FRAGMENT DOKUMENTU:
◆ ◆ ◆ ◆
Na Instagramie łatwiej znaleźć ofertę dilera narkotykowego niż się wylogować

Algorytmy Instagrama mogą doprowadzić do bana za ciągłe dodawanie tych samych hasztagów, pisanie zbyt wielu komentarzy w krótkim czasie, masowe lajkowanie i inne, mniejsze lub większe, pierdoły. Okazuje się jednak, że nie mają żadnych problemów z tym, by polecać nieletnim użytkownikom konta dilerów narkotykowych. Tak przynajmniej wynika z ostatniego raportu Tech Transparency Project.

Narcos: Instagram. Dla jednego Xanax, dla drugiego Adderall

Żeby nie było – oficjalnie Instagram jest w stu procentach przeciwny narkotykom. Trudno zresztą, żeby było inaczej, biorąc pod uwagę, że mówimy o portalu, na którym liczba zarejestrowanych kont w 2018 roku przekroczyła miliard.

Okazuje się jednak, że algorytmy Instagrama są w tym temacie zaskakująco liberalne.

Na tyle liberalne, aby torować młodocianym użytkownikom dostęp do kont handlarzy narkotyków. Przekonała się o tym amerykańska organizacja non-profit – Tech Transparency Project (TPP) – która postanowiła przeprowadzić stosowne badanie. Stworzyła siedem fałszywych kont dla użytkowników w wieku 13, 14, 15 i 17 lat.

Z każdego z zarejestrowanych kont możliwe było łatwe wyszukiwanie treści związanych z narkotykami. Mało tego, jeden z fałszywych użytkowników, wpisując frazę „buyxanax”, został wyręczony przez Instagram autouzupełnianiem. Ciekawie wyglądały też propozycje kont do śledzenia, w których pojawiały się profile dilerów narkotykowych. Ponadto Instagram sugerował fejkowym małolatom także hasztagi związane z narkotykami, np. #mollymdma („molly” to slangowe określenie MDMA).

To jednak nie wszystko. Po prześledzeniu konta sprzedawcy Xanaxu, jeden z fałszywych nieletnich użytkowników otrzymał od niego wiadomość prywatną, w której znalazła się „kompleksowa” oferta – z menu produktów, cennikiem i opcjami wysyłki.

A skoro już wpadł na konto dilera Xanaxu, Instagram zasugerował też profil handlarza Adderallem, lekiem na ADHD, opartym na solach amfetaminy. Oznacza to mniej więcej tyle, że algorytmy starają się utrzymać zaangażowanie użytkowników, niezależnie od tego, czy proponowane treści są bezpieczne, czy nie.

xanax

Algorytmy Instagrama można oszukać przy użyciu najbardziej prymitywnych środków

Raport TPP wykazał również, że instagramowe zabezpieczenia przed „narkotreściami” nie działają, mówiąc oględnie, zbyt dobrze.
◆ ◆ ◆ ◆
ZADANIE PISEMNE 1:
Ile fałszywych kont założyła Tech Transparency Project według artykułu o Instagramie?
ZADANIE PISEMNE 2:
Kontynuuj artykuł o Instagramie od miejsca, w którym się kończy.
Wpisy pochodzą z innego źródła niż artykuł o Instagramie.

Wpisy zbioru danych
◆ ◆ ◆ ◆
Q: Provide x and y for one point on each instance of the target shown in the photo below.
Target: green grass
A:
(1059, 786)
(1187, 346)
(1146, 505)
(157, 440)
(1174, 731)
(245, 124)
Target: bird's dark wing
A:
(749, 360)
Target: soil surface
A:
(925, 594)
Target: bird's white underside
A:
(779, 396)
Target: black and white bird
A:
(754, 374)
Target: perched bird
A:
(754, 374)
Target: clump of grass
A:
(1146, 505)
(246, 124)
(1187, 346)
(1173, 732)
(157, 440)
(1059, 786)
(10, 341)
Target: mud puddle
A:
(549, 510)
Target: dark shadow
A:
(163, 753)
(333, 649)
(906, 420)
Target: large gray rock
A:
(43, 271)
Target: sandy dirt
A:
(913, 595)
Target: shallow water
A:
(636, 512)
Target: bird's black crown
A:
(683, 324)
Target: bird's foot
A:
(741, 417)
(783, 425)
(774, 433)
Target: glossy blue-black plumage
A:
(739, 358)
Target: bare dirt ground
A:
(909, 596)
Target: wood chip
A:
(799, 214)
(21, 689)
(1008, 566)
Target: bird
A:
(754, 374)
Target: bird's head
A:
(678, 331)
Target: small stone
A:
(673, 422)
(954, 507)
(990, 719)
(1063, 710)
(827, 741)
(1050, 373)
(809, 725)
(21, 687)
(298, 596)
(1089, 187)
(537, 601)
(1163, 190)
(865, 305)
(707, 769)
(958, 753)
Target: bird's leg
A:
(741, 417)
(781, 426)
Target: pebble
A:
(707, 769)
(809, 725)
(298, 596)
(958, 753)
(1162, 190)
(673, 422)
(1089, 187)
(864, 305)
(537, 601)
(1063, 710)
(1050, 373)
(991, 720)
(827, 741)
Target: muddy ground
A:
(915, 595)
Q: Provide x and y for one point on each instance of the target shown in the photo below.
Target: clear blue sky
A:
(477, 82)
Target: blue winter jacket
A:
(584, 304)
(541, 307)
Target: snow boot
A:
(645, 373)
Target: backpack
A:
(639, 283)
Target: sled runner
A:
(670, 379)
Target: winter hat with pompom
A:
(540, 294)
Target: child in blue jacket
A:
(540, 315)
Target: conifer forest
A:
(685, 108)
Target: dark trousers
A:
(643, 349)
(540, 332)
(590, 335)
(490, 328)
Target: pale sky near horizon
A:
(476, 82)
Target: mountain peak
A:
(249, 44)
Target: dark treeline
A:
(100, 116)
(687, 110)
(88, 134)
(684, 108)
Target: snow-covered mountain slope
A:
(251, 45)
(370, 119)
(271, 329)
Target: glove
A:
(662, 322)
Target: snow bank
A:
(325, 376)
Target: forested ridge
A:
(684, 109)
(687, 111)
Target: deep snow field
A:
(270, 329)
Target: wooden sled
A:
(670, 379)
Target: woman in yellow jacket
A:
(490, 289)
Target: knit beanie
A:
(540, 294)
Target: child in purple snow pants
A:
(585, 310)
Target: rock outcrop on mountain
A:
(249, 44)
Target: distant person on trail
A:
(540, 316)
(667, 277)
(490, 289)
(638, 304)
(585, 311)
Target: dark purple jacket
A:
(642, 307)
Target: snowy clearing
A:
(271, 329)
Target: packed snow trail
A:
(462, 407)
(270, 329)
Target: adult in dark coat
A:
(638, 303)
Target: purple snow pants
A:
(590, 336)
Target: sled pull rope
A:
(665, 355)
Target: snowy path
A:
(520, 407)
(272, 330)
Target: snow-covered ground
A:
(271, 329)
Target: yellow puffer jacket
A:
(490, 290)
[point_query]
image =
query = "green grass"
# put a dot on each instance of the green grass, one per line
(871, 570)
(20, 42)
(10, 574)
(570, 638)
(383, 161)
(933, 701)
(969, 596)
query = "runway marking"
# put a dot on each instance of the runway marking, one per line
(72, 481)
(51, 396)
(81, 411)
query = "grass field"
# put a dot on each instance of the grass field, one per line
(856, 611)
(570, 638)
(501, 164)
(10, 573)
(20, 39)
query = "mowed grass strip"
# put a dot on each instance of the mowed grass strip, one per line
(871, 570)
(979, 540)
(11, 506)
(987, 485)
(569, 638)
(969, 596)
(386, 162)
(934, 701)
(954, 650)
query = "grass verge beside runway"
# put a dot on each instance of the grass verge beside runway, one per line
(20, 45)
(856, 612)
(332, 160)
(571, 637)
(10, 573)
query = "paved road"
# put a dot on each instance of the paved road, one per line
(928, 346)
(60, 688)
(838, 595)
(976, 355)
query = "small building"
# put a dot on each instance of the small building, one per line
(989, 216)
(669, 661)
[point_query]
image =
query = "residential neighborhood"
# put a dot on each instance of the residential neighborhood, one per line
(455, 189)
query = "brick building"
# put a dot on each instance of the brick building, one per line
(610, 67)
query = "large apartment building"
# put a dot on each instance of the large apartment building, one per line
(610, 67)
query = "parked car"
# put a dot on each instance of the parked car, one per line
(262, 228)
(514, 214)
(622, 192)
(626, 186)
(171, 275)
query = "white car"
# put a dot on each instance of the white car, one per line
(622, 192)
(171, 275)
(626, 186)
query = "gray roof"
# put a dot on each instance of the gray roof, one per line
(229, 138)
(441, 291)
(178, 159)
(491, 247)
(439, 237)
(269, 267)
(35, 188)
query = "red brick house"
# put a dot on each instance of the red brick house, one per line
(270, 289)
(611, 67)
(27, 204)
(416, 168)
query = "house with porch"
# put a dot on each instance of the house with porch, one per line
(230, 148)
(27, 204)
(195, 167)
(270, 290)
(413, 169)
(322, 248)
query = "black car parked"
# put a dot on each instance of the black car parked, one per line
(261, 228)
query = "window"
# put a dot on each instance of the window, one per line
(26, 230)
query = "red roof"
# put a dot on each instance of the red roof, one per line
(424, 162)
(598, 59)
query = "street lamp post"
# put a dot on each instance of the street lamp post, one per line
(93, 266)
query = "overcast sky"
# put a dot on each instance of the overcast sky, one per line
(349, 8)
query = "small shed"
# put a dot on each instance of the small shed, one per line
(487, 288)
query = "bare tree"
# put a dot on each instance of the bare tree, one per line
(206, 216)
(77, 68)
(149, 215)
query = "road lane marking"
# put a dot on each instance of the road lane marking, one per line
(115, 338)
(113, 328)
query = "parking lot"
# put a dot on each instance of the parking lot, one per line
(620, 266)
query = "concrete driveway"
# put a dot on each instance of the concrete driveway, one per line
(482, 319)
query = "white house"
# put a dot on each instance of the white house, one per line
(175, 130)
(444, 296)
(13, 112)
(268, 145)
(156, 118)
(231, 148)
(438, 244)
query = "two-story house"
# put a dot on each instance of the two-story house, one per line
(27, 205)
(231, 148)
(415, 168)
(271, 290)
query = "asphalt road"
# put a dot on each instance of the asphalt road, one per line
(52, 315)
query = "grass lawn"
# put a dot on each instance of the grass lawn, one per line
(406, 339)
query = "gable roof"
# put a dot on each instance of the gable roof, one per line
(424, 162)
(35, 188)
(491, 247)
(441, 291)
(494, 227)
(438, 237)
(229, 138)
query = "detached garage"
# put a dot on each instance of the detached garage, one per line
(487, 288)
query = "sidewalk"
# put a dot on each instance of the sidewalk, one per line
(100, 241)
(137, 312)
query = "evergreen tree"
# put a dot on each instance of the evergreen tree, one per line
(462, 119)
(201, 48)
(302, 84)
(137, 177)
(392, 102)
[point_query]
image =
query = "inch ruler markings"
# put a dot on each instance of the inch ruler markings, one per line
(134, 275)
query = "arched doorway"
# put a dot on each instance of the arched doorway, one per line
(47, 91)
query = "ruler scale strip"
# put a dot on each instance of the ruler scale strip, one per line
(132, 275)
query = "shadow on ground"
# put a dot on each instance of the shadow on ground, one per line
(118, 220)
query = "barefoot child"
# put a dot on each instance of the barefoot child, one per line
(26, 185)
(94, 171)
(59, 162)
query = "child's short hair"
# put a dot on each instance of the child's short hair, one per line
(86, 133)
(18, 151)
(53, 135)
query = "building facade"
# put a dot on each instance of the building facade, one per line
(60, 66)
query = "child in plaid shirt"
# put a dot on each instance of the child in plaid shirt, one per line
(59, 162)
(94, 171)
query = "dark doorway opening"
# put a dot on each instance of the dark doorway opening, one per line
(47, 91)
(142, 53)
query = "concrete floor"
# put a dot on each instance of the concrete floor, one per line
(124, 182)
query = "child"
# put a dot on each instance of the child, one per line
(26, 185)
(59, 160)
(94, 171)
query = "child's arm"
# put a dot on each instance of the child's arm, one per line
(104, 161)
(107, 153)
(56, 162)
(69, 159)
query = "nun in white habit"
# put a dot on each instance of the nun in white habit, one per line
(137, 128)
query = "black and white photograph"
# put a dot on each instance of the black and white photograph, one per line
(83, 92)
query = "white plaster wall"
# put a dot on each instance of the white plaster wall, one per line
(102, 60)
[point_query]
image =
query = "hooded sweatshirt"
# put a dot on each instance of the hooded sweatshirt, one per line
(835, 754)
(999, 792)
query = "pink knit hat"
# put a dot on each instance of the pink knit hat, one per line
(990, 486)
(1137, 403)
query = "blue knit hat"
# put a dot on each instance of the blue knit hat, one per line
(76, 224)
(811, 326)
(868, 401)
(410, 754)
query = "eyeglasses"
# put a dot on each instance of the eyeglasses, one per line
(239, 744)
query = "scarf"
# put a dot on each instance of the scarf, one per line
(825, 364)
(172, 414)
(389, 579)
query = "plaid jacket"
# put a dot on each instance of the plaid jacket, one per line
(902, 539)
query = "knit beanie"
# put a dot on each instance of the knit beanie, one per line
◆ ◆ ◆ ◆
ODPOWIEDŹ DO ZADANIA 1:
Siedem.

ODPOWIEDŹ DO ZADANIA 2:
Nie jest tajemnicą, że portal posiada listę hasztagów, których nie można używać. Znajdują się na niej hasztagi związane z narkotykami, np. #mdma. Okazuje się jednak, że algorytmy Instagrama są na tyle głupie, by obejść to alternatywnymi hasztagami pokroju #mollymdma, a jednocześnie na tyle mądre, by wytyczyć potencjalnemu narkomanowi ścieżkę, po której bez problemów trafi tam, gdzie chce trafić, np. na konto dilera.

Tech Transparency Project zwraca uwagę, że ta ścieżka, w niektórych przypadkach, sprowadza się do ledwie dwóch kliknięć. Dla porównania – do wylogowania się z serwisu trzeba było ich aż pięciu.

Funkcjonowanie na Instagramie jako handlarz narkotyków jest przerażająco proste. Bez problemu można umieścić w nicku nazwę specyfiku, który się sprzedaje, bo algorytmy portalu pozostają wobec tego niewzruszone. I już po tych nickach widać, że na Instagramie można znaleźć większość najpopularniejszych narkotyków.

Instagram uzależnienie

Kolejna ciekawa rzecz dotyczy zgłoszeń podejrzanych postów i kont do supportu platformy. Badacze TPP zgłosili aż 50 postów, które wydawały się naruszać zasady Instagrama dotyczące sprzedaży narkotyków. Jaka była odpowiedź? Według Instagrama aż 72 procent zgłoszonych postów nie naruszało regulaminu, mimo wyraźnych oznak handlu narkotykami.

Usuniętych zostało tylko 12 postów, a w jednym z przypadków Instagram usunął całe konto. Jak się jednak potem pokazało, profil, o którym była mowa, po krótkim czasie znów był aktywny i to razem z postem, który naruszał regulamin Instagrama (!).

Raport TPP udowodnił również, że bez kontroli pozostają linki umieszczane na profilach na Instagramie. Na wielu kontach widniały odnośniki do wątpliwej reputacji aptek albo do stron, które bez ogródek oferowały oksykodon, stymulanty czy ecstasy. Warto wspomnieć o tym, że takim incydentom Instagram wypowiedział wojnę w sierpniu 2020 roku, informując opinię publiczną o nowych środkach zwalczania tego typu aktywności.

xanax przedawkowanie

Narkotyki narkotykami, ale Instagram też może szkodzić zdrowiu młodych ludzi

Raport Tech Transparency Project nie powstał bez przyczyny. Jego opracowanie wynika z kolejnej już w ostatnich latach analizy wpływu Instagrama i Facebooka na zdrowie psychiczne oraz fizyczne dzieci i nastolatków.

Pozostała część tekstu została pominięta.